== WORK INSTRUCTION ==
Write what follows in the news article about the U.S. shift in its coronavirus response, picking up after its final sentence.

== TEXT EXCERPT ==
The U.S. has shifted into a new phase of its coronavirus response after efforts to stamp out sparks of an outbreak have failed. Authorities now are focusing on limiting damage.
For weeks, the biggest effect of the smattering of identified cases had been a mild sense of worry. That changed this week, with universities canceling classes, patients popping up in offices and nursing homes, and local authorities limited some public gatherings.
A fast-growing epidemic in Italy that’s overwhelmed hospitals and led to clampdowns on movement has added to the foreboding— proof that the virus was capable not just of bringing a city in China to a halt, but also staggering a major western urban center.
Robert Redfield, director of the U.S. Centers for Disease Control and Prevention, said Tuesday that America had lost valuable time tracking the virus. Some regions now can merely try to cope with its spread rather than stop it, and hospitals are ill-prepared for a sudden influx of patients with Covid-19, as the disease it causes is called, he said. Now the U.S. is coming to grips with the fact that measures to subdue the coronavirus and protect the vulnerable will be disruptive and economically painful.

== Items listed in a dataset ==
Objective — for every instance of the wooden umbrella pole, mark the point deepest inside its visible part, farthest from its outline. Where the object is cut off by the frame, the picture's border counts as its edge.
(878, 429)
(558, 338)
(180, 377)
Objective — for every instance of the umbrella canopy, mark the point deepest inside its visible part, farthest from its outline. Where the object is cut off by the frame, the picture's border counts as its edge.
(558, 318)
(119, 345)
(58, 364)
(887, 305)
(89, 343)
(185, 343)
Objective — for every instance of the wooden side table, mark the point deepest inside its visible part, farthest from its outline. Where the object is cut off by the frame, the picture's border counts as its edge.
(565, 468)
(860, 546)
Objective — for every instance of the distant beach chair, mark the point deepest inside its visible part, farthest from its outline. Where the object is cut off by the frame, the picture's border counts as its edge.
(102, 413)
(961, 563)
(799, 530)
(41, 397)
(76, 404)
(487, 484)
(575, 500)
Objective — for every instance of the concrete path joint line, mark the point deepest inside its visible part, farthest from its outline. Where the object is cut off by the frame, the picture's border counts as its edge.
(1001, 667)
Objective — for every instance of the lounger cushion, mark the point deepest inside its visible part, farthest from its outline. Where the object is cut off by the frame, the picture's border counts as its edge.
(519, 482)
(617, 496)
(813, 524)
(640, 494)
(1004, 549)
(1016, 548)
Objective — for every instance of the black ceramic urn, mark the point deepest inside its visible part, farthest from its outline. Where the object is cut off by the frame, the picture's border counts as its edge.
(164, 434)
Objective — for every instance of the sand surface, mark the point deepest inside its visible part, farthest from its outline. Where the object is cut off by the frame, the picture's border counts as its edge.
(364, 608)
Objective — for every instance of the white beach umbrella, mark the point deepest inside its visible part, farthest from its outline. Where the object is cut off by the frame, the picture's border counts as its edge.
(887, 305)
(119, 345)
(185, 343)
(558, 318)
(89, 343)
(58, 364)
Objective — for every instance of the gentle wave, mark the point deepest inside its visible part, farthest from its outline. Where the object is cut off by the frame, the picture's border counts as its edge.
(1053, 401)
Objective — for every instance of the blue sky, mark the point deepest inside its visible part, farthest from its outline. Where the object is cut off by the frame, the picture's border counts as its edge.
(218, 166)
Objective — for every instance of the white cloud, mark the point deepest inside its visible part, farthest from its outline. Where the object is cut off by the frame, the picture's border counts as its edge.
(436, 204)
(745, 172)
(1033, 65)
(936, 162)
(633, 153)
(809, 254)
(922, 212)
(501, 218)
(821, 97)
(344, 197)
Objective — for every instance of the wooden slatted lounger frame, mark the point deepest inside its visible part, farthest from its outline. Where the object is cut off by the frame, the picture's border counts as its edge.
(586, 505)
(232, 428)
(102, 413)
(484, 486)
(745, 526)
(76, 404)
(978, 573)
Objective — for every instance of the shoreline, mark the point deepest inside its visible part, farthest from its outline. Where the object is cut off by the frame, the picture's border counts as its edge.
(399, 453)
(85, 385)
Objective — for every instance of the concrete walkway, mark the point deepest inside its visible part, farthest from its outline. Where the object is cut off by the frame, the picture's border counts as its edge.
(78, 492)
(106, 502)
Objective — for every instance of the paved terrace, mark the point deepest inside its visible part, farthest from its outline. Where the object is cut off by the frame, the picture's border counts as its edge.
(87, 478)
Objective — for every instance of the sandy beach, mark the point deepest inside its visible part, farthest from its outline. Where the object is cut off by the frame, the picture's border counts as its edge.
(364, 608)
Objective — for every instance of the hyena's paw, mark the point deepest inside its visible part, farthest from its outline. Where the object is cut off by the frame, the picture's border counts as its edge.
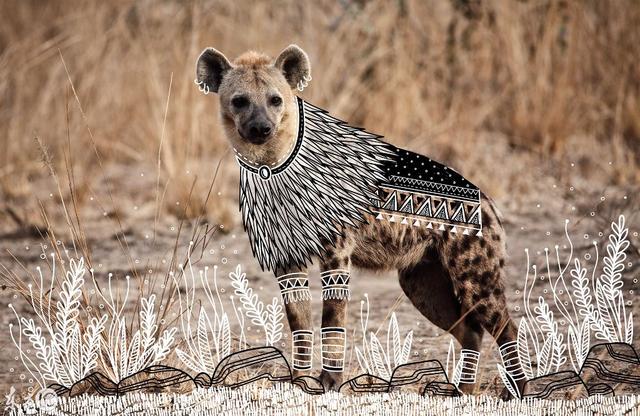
(331, 381)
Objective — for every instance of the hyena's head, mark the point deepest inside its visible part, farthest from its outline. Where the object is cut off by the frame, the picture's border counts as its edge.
(257, 101)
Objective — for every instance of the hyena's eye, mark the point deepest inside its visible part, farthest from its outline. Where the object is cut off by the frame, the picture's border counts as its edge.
(275, 100)
(239, 102)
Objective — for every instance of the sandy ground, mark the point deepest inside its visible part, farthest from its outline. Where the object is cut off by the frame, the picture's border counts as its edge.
(535, 225)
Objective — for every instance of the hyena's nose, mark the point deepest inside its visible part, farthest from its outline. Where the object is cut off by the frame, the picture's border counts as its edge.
(260, 131)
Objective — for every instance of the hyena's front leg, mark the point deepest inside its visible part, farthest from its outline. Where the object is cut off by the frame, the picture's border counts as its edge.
(333, 334)
(294, 287)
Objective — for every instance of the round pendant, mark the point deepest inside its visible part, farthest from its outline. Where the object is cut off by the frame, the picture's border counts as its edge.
(264, 172)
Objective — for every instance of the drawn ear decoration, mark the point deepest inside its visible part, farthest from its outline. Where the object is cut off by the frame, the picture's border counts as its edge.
(295, 66)
(211, 67)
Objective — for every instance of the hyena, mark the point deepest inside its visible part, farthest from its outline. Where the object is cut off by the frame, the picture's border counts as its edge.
(454, 278)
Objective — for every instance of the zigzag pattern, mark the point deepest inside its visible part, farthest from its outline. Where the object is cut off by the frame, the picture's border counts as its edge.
(437, 188)
(335, 284)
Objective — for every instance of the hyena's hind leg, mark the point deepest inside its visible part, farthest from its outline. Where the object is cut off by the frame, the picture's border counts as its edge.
(431, 291)
(477, 268)
(294, 287)
(334, 275)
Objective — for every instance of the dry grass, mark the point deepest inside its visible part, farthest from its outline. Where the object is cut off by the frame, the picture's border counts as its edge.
(468, 82)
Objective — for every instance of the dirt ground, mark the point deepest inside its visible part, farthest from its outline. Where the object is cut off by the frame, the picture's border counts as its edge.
(533, 225)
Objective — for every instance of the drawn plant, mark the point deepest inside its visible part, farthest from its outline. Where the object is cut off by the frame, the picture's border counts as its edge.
(269, 318)
(65, 352)
(211, 340)
(378, 358)
(125, 353)
(542, 346)
(69, 339)
(609, 318)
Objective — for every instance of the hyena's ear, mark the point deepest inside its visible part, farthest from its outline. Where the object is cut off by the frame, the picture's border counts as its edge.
(210, 69)
(295, 66)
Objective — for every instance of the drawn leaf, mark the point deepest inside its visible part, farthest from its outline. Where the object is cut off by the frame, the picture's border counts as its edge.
(523, 348)
(508, 381)
(380, 360)
(406, 347)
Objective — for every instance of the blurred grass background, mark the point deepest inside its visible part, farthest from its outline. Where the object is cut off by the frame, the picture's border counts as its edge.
(507, 92)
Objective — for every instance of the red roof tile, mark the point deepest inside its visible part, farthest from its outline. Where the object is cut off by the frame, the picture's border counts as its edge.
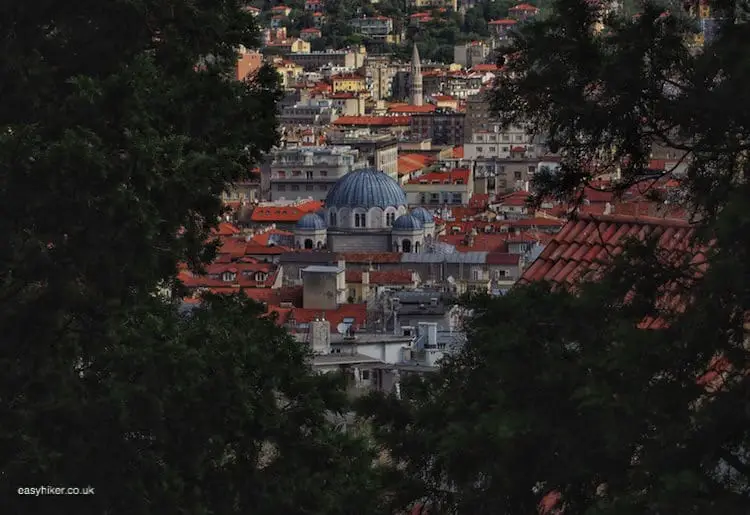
(370, 257)
(582, 244)
(455, 176)
(292, 213)
(409, 109)
(381, 278)
(262, 238)
(379, 121)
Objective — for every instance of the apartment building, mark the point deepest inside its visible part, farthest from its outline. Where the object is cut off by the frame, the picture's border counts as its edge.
(308, 172)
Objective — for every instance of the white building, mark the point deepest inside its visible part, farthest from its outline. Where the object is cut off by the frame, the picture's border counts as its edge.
(304, 172)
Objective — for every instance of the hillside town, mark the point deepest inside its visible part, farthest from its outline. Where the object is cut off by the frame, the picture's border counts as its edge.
(394, 191)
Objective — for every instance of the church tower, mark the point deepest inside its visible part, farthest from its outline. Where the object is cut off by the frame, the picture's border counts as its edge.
(416, 78)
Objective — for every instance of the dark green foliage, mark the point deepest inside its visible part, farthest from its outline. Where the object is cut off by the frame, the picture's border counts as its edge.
(120, 126)
(564, 391)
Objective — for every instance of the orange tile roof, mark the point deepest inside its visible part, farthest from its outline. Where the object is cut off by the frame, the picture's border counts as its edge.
(408, 108)
(409, 163)
(295, 315)
(578, 248)
(381, 278)
(450, 177)
(370, 257)
(524, 7)
(380, 121)
(484, 68)
(225, 229)
(262, 238)
(270, 214)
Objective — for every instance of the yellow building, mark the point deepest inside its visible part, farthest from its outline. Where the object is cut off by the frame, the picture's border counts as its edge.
(348, 83)
(288, 71)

== EXERCISE RESPONSE ==
“In general, we’re in a containment, blended mitigation,” Redfield told Congress on Tuesday. “In some areas we’re in high mitigation.”
Test Problems
On Tuesday, President Donald Trump asserted again that the U.S. had done an excellent job testing for the disease, saying it “has gone very well.” The reality is that a troubled rollout of diagnostic kits consumed weeks and meant that local health labs had little ability to conduct wide surveillance of patients. That made the number of infections look far smaller than it likely was.
It also impeded the U.S.’s early efforts to contain the virus. The weeks of delays to get working tests meant that state and local health workers fell behind the transmission of the virus from person-to-person, hobbling attempts to identify and isolate patients. “If you’re a week late,” Redfield told Congress, “it matters.”